Copy out the records below, from the very first line through the line containing "[7,135,300,191]", inclusive. Reproduce every line in that span precisely.
* BEGIN Materials provided *
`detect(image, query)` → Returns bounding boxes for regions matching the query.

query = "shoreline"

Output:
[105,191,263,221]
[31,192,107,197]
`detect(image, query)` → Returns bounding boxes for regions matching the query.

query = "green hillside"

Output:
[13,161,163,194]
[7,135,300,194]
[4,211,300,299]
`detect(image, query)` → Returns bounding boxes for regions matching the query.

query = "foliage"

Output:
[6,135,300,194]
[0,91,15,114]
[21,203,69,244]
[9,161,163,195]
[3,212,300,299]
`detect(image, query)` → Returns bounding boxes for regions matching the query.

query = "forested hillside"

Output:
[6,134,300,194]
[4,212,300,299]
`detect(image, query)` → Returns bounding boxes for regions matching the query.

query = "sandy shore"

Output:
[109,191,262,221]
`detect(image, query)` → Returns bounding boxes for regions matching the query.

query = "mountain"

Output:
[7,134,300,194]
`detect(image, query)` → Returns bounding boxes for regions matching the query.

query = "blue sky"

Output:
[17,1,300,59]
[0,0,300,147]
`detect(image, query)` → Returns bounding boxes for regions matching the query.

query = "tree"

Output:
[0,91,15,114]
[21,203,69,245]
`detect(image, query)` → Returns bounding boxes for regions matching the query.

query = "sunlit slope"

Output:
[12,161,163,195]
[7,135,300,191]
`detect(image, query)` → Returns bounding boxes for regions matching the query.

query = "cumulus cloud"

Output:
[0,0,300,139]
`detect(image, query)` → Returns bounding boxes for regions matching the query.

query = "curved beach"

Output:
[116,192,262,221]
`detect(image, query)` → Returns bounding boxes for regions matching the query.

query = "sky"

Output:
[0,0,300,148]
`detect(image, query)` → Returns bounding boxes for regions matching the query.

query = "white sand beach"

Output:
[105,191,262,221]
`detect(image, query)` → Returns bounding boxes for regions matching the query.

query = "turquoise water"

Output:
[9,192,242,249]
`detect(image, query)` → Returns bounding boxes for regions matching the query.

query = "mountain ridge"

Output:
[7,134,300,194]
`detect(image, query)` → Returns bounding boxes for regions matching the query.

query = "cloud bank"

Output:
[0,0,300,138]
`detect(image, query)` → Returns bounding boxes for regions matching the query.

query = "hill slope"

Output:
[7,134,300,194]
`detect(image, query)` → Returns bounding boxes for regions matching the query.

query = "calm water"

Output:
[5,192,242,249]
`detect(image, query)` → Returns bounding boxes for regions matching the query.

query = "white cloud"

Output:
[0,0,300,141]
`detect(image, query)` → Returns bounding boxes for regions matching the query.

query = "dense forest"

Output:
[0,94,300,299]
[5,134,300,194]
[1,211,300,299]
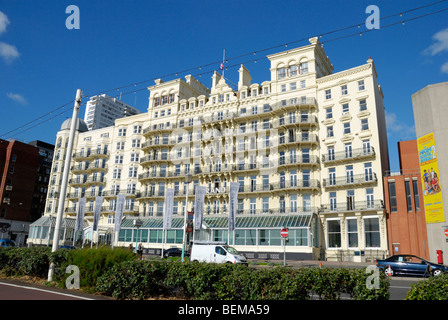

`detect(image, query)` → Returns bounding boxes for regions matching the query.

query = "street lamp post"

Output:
[182,174,192,262]
[134,218,143,253]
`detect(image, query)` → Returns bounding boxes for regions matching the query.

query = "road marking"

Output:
[0,282,94,300]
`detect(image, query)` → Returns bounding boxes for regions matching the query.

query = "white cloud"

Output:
[425,28,448,56]
[0,42,20,63]
[386,112,415,139]
[0,11,10,34]
[441,61,448,73]
[6,92,28,105]
[423,28,448,73]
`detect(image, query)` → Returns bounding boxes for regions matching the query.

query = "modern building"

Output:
[412,82,448,263]
[384,140,430,259]
[30,38,389,261]
[0,140,53,245]
[84,94,140,130]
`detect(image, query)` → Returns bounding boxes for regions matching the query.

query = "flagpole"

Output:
[221,49,226,78]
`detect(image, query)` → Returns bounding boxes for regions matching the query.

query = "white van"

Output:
[190,241,247,265]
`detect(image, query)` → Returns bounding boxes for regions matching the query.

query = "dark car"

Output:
[163,248,190,258]
[376,254,448,277]
[0,239,16,247]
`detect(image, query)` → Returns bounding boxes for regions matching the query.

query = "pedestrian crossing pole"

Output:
[48,89,82,281]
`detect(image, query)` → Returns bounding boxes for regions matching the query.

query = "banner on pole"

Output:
[163,189,174,230]
[75,198,86,232]
[229,182,240,231]
[194,186,207,230]
[93,196,104,231]
[114,194,126,232]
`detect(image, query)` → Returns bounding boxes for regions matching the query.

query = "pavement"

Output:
[249,259,376,268]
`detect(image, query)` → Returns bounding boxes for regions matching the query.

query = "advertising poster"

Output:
[417,133,445,223]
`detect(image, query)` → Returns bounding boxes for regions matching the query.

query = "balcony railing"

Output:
[322,147,375,163]
[323,172,378,188]
[320,200,384,212]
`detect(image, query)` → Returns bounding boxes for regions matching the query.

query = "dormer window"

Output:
[289,65,298,77]
[277,68,286,79]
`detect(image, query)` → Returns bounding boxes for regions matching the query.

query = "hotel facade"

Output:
[29,38,389,261]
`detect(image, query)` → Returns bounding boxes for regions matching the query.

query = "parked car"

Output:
[376,254,448,277]
[163,247,190,258]
[0,239,16,247]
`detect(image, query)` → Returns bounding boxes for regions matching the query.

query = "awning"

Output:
[121,213,313,229]
[30,216,89,229]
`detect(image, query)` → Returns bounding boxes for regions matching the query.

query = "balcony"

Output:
[320,200,384,213]
[323,173,378,189]
[322,147,375,164]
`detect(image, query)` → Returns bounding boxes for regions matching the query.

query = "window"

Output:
[347,218,358,248]
[404,180,412,212]
[328,168,336,186]
[330,192,337,211]
[364,217,381,248]
[262,197,269,213]
[277,68,286,79]
[364,162,373,181]
[249,198,257,214]
[344,122,351,134]
[345,165,354,183]
[327,219,341,248]
[302,194,311,212]
[388,181,397,212]
[289,194,298,213]
[359,99,367,111]
[366,188,374,209]
[328,147,334,161]
[327,126,334,138]
[289,65,298,77]
[300,62,308,74]
[361,119,369,131]
[412,179,420,211]
[117,141,124,150]
[358,80,366,91]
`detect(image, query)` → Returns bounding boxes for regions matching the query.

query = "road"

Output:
[0,279,107,300]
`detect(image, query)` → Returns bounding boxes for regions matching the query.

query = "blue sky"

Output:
[0,0,448,170]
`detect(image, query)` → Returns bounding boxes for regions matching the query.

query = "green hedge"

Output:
[95,261,389,300]
[405,274,448,300]
[0,247,389,300]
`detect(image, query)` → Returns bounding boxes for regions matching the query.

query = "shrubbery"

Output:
[0,247,389,300]
[95,261,389,300]
[406,274,448,300]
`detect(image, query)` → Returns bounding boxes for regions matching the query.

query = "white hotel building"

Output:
[29,38,389,261]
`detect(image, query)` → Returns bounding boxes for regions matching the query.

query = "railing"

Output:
[322,147,375,163]
[320,200,384,212]
[323,173,378,188]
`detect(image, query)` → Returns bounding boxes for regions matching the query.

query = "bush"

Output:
[0,247,50,277]
[95,261,389,300]
[405,274,448,300]
[52,247,137,287]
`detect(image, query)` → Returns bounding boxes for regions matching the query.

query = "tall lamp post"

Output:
[134,218,143,253]
[182,174,192,262]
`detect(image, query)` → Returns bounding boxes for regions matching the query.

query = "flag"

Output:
[229,182,240,231]
[163,189,174,230]
[194,186,206,230]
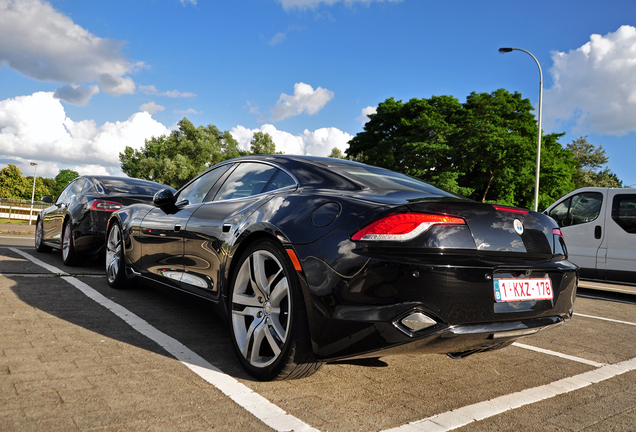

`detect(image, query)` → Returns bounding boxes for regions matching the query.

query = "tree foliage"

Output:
[567,136,623,189]
[347,89,616,208]
[119,118,247,188]
[250,132,282,154]
[50,168,79,196]
[0,164,55,201]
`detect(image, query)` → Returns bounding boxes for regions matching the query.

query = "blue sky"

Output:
[0,0,636,189]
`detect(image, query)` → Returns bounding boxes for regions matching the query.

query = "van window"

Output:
[550,192,603,227]
[612,194,636,234]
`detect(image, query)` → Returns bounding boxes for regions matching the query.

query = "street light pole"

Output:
[29,162,38,225]
[499,48,543,211]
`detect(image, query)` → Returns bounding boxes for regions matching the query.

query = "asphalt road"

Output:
[0,238,636,431]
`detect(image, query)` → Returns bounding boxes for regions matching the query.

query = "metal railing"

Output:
[0,198,50,222]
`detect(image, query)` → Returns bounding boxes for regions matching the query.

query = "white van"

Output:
[544,187,636,284]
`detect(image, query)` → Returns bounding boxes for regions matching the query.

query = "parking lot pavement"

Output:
[0,248,636,431]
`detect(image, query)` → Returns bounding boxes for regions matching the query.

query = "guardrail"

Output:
[0,198,49,222]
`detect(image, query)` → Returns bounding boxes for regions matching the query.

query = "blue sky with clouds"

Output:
[0,0,636,189]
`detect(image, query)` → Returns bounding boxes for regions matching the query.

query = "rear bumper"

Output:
[297,241,578,360]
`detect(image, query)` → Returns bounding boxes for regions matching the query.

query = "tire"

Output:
[62,220,81,266]
[229,240,322,380]
[106,223,128,289]
[35,219,51,252]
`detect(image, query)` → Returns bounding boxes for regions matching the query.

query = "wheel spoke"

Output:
[269,278,289,307]
[232,292,261,307]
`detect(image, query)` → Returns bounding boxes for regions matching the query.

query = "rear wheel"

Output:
[35,219,51,252]
[230,240,321,380]
[62,220,80,266]
[106,223,127,288]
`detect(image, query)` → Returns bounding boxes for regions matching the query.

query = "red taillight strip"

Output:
[493,205,530,214]
[91,200,124,211]
[351,213,466,241]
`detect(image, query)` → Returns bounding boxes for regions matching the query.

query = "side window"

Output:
[215,162,278,201]
[612,194,636,234]
[550,192,603,227]
[177,164,232,204]
[263,170,296,192]
[71,178,86,195]
[549,198,572,227]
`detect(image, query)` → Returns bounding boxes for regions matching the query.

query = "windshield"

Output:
[100,178,165,195]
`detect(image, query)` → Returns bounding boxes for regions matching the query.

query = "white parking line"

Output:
[9,248,318,432]
[512,342,606,367]
[574,313,636,326]
[384,358,636,432]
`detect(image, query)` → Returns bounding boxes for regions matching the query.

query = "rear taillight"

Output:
[493,205,530,214]
[351,213,466,241]
[91,200,123,211]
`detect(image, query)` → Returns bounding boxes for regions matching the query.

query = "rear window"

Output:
[338,166,455,196]
[612,194,636,234]
[100,178,165,195]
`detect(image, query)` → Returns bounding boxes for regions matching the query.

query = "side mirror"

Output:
[152,189,175,207]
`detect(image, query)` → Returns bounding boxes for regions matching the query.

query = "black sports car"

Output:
[106,155,578,379]
[35,176,174,265]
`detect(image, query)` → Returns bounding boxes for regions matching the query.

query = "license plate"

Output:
[494,278,552,302]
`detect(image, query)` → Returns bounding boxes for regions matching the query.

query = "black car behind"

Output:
[35,176,173,265]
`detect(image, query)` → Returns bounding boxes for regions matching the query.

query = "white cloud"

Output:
[53,84,99,106]
[272,83,334,121]
[356,106,378,126]
[97,74,135,96]
[279,0,402,10]
[230,124,353,156]
[0,92,169,171]
[0,0,143,103]
[172,108,203,116]
[139,101,166,114]
[544,25,636,135]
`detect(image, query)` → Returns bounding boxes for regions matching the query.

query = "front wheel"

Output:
[106,223,127,288]
[230,240,321,380]
[62,220,80,266]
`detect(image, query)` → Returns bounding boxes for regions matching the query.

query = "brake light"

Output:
[493,205,530,214]
[91,201,123,211]
[351,213,466,241]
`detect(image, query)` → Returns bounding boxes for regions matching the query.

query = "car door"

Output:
[139,164,232,288]
[548,191,607,279]
[42,177,86,247]
[599,189,636,283]
[181,162,296,298]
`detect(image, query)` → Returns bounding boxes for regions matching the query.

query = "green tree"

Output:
[347,89,588,208]
[52,168,79,197]
[0,164,33,200]
[250,131,283,154]
[567,136,623,189]
[119,118,247,188]
[346,96,463,192]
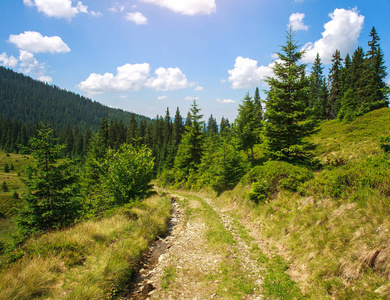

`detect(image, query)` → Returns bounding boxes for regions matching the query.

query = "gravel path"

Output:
[125,194,264,300]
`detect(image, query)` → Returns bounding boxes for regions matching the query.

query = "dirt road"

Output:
[127,192,302,300]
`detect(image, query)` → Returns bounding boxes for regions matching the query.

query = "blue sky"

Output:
[0,0,390,122]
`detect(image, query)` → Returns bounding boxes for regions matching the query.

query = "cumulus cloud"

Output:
[38,76,53,83]
[125,11,148,25]
[184,96,199,101]
[303,8,364,64]
[23,0,101,20]
[0,52,19,68]
[19,50,46,77]
[78,63,193,93]
[215,98,236,104]
[287,13,309,31]
[141,0,217,16]
[228,56,274,89]
[146,67,194,91]
[8,31,70,53]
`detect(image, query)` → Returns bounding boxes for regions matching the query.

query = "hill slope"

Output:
[0,67,150,131]
[216,108,390,299]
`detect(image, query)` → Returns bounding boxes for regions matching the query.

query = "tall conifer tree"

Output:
[264,29,314,162]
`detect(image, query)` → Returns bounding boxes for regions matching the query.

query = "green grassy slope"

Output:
[222,108,390,299]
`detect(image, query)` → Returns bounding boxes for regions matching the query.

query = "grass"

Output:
[161,266,177,289]
[210,108,390,299]
[0,196,170,299]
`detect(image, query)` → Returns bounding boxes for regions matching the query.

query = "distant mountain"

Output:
[0,67,150,131]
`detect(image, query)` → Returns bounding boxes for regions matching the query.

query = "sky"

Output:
[0,0,390,122]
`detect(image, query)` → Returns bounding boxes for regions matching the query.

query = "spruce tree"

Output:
[253,87,263,126]
[207,114,218,135]
[175,100,204,181]
[327,49,343,119]
[219,117,230,136]
[172,107,184,148]
[309,53,327,120]
[18,127,80,233]
[233,93,262,159]
[365,27,388,111]
[264,29,315,162]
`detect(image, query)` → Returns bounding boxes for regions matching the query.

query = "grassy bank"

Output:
[0,195,170,299]
[215,108,390,299]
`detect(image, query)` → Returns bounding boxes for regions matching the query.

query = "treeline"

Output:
[0,67,150,156]
[307,27,389,121]
[159,28,389,190]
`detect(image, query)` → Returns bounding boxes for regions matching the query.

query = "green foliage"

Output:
[18,127,80,233]
[1,181,9,192]
[174,100,203,181]
[107,144,154,205]
[300,157,390,201]
[264,31,315,162]
[198,138,248,193]
[247,161,313,203]
[337,89,359,122]
[233,93,263,159]
[379,136,390,153]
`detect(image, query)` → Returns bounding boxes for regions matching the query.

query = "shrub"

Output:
[107,144,154,204]
[300,157,390,199]
[248,161,313,203]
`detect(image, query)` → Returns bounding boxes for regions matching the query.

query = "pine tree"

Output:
[172,107,185,148]
[18,126,80,233]
[327,49,343,119]
[126,114,138,145]
[308,53,327,120]
[207,114,218,135]
[1,181,9,193]
[365,27,388,111]
[233,93,262,159]
[253,87,263,126]
[264,30,315,162]
[219,117,230,136]
[175,100,204,181]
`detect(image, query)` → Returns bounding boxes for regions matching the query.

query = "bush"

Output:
[107,144,154,205]
[300,157,390,199]
[247,161,313,203]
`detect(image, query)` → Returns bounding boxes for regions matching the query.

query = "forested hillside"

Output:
[0,67,148,131]
[0,28,390,299]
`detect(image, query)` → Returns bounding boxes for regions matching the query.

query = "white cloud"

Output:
[215,98,236,104]
[303,8,364,64]
[141,0,217,16]
[146,67,194,91]
[38,76,53,83]
[184,96,199,101]
[79,63,150,93]
[23,0,101,20]
[19,50,46,77]
[228,56,274,89]
[287,13,309,31]
[125,11,148,25]
[8,31,70,53]
[78,63,193,93]
[0,52,18,68]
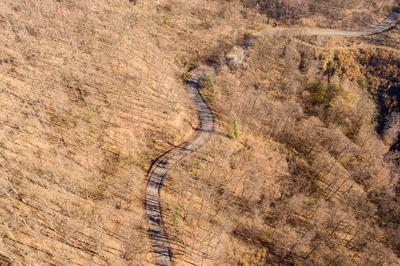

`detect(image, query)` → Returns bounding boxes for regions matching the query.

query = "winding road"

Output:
[145,13,400,266]
[145,66,215,266]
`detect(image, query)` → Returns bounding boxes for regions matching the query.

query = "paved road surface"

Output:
[145,10,400,266]
[145,67,214,266]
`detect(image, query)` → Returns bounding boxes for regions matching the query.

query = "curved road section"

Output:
[145,10,400,266]
[145,67,215,266]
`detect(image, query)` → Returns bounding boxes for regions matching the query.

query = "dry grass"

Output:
[0,0,398,265]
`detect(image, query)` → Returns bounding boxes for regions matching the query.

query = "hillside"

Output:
[0,0,400,265]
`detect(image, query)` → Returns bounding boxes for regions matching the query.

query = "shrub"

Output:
[308,81,328,105]
[231,118,240,139]
[200,73,215,91]
[392,3,400,13]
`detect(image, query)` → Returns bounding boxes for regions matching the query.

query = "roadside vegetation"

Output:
[0,0,400,265]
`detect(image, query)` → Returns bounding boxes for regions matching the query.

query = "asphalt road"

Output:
[145,67,215,266]
[145,10,400,266]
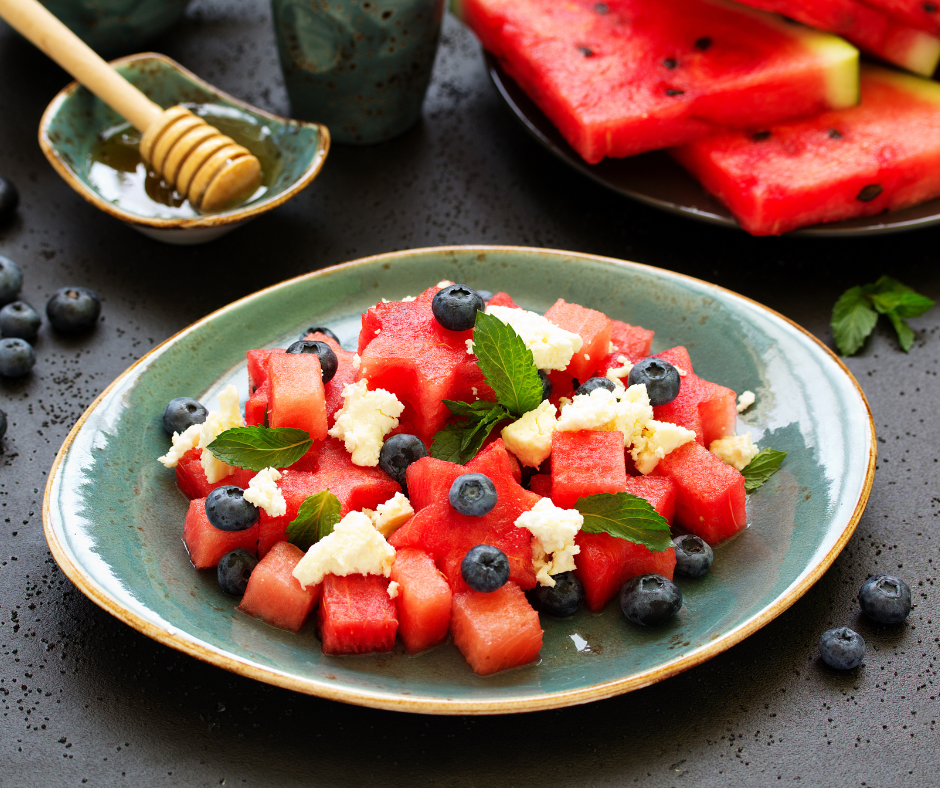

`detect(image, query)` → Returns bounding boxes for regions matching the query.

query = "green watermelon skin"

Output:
[738,0,940,77]
[457,0,858,164]
[672,64,940,235]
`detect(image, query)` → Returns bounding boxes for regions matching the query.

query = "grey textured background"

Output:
[0,0,940,788]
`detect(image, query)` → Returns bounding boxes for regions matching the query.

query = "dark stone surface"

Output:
[0,0,940,788]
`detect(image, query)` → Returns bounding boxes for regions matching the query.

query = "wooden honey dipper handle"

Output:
[0,0,262,212]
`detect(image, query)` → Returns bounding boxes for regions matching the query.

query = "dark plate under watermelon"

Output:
[484,53,940,237]
[43,247,875,714]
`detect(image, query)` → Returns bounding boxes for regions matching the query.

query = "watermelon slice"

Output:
[455,0,858,164]
[672,64,940,235]
[738,0,940,77]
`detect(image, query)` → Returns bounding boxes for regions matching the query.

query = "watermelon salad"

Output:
[454,0,940,235]
[160,282,783,675]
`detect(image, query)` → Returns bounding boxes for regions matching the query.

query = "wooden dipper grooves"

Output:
[0,0,262,213]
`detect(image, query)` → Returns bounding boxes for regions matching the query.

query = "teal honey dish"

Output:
[39,53,330,244]
[43,247,875,714]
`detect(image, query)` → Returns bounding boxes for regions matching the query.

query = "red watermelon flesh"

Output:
* END Materials provided *
## Response to this exercise
`detect(image, query)` → Returns bounding boxes for regions matching the query.

query = "shoreline"

Output:
[105,191,263,221]
[31,192,107,197]
`detect(image, query)` → Returns bounding boxes for regions matching the query.

query = "green hillside"

Output:
[13,161,163,194]
[7,135,300,194]
[4,211,300,299]
`detect(image, query)` → Returns bounding boxes for regions matching the query.

query = "foliage"

Output:
[6,135,300,194]
[0,91,15,114]
[21,203,69,244]
[9,161,163,195]
[3,212,300,299]
`detect(image, query)` → Returns bounding boxes for regions matching the query.

query = "forested hillside"

Output:
[6,134,300,194]
[4,212,300,299]
`detect(image, query)` → Returns bounding boxes for regions matching the query.

query = "sandy shore"

Output:
[109,191,262,221]
`detect(image, query)` → Returns bounding boxes for regions matching the query.

query = "mountain"

Output:
[7,134,300,194]
`detect(image, query)` → Returns bounding boxes for regions matching the query.

query = "blue sky"

Output:
[17,1,300,59]
[0,0,300,147]
`detect(image, query)` → Returns bounding boxes for regions matching the query.

query = "tree"

Output:
[0,91,15,114]
[21,203,69,245]
`detect(image, query)` → Returns bounding boxes for regions matching the query.

query = "sunlit slope"

Output:
[12,161,163,195]
[7,135,300,191]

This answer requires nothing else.